## Problem description
Beginning at the line containing "Pick out the commercial", output every line to the end of the data below exactly as it appears.

Stored data entries
──────

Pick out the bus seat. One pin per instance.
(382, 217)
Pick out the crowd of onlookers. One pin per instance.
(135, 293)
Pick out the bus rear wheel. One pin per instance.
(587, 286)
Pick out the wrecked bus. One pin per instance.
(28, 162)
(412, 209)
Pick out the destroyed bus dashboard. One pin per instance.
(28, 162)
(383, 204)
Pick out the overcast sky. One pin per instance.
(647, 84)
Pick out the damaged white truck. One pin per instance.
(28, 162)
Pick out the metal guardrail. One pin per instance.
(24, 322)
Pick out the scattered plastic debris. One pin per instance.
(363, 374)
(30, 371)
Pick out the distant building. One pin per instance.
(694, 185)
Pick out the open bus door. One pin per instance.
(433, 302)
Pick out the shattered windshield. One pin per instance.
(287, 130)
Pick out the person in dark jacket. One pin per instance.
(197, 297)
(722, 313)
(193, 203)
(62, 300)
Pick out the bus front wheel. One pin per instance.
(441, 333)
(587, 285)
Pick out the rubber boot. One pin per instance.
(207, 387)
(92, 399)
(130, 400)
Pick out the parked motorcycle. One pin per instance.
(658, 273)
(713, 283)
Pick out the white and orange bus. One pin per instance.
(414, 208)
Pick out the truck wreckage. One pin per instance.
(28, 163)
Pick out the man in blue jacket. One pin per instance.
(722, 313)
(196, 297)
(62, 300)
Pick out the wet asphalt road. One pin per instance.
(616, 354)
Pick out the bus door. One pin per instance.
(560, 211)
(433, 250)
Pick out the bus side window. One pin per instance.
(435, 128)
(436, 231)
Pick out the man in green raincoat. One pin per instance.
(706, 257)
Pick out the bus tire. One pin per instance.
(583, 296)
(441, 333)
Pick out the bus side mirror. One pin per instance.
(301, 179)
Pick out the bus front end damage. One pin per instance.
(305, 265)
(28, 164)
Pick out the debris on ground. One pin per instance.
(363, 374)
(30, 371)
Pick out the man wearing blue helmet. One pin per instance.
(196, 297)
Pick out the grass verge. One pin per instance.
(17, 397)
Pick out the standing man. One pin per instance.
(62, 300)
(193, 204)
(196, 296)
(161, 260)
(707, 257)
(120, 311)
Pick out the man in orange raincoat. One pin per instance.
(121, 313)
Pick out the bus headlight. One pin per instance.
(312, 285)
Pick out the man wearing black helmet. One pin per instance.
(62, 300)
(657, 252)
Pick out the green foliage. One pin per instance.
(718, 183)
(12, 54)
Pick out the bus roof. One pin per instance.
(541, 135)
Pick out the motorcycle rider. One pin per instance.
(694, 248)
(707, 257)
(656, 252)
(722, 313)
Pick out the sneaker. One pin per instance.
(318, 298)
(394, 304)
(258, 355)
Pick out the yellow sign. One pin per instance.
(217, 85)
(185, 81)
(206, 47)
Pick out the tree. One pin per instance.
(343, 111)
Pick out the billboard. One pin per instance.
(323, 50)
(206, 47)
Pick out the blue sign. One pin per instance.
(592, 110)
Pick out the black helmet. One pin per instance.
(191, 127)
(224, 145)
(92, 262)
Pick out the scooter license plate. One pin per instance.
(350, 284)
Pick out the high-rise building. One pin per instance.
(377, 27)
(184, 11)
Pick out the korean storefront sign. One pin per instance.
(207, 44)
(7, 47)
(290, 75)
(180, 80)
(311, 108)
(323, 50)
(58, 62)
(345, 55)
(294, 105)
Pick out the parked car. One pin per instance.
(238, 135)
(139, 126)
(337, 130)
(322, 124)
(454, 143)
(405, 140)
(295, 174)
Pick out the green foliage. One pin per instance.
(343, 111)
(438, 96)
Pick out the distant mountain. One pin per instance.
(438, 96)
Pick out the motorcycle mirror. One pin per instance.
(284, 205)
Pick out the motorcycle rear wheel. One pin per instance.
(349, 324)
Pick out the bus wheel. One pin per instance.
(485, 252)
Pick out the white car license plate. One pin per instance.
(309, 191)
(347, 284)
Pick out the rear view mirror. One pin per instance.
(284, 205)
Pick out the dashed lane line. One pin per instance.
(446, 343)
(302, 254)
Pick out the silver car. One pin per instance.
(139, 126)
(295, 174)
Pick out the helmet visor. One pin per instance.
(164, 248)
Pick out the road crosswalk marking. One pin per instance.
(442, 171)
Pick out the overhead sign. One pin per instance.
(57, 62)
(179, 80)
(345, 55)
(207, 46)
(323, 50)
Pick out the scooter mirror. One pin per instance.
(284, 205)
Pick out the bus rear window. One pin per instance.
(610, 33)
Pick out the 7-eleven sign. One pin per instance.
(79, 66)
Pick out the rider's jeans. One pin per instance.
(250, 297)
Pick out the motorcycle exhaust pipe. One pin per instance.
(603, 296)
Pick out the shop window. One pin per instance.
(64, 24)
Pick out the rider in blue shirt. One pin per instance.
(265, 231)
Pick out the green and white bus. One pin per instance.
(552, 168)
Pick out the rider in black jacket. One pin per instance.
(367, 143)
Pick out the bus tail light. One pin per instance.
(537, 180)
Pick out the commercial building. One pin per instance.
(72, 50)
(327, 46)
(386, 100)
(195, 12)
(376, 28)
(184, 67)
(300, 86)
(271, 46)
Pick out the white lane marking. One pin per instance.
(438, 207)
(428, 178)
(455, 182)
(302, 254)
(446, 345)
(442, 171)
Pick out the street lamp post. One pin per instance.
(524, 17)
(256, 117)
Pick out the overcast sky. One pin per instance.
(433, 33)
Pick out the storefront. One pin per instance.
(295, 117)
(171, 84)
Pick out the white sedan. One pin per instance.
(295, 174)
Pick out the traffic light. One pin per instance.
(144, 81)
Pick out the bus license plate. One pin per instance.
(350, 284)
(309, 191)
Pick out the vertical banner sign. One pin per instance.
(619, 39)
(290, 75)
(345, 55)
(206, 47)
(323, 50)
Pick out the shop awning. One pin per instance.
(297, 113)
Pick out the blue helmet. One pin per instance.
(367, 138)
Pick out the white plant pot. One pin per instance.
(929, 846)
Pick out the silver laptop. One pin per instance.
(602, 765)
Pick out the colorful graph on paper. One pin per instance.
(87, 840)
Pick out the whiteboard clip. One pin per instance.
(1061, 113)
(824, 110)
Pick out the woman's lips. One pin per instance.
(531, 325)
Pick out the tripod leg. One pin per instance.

──────

## Problem solution
Pick out the commercial building. One pin per instance.
(72, 50)
(327, 46)
(386, 100)
(195, 12)
(376, 28)
(184, 67)
(300, 86)
(271, 46)
Pick out the white lane marking. One pin per instance.
(438, 207)
(428, 178)
(455, 182)
(302, 254)
(446, 345)
(442, 171)
Pick out the street lamp post. One pin per instance.
(524, 17)
(256, 117)
Pick out the overcast sky. One pin per instance.
(433, 33)
Pick out the storefront. One pin per instance.
(295, 117)
(171, 84)
Pick out the white sedan. One pin per instance.
(295, 174)
Pick out the traffic light. One pin per instance.
(144, 81)
Pick out the bus license plate. One pin per instance.
(350, 284)
(309, 191)
Pick out the vertical banner sign. One pin per instance.
(619, 39)
(290, 75)
(345, 55)
(206, 47)
(323, 50)
Pick out the shop awning. One pin per instance.
(297, 113)
Pick out the blue helmet. One pin per instance.
(367, 138)
Pick out the white plant pot. One pin per instance.
(929, 846)
Pick out the silver laptop. One pin per instance.
(602, 765)
Pick out the colorful graph on paper. One pin per instance.
(87, 840)
Pick out the whiteboard clip. One pin per instance.
(1061, 113)
(824, 110)
Pick out the woman's lips. One pin per instance.
(531, 325)
Pick out the tripod leg. One pin per instance.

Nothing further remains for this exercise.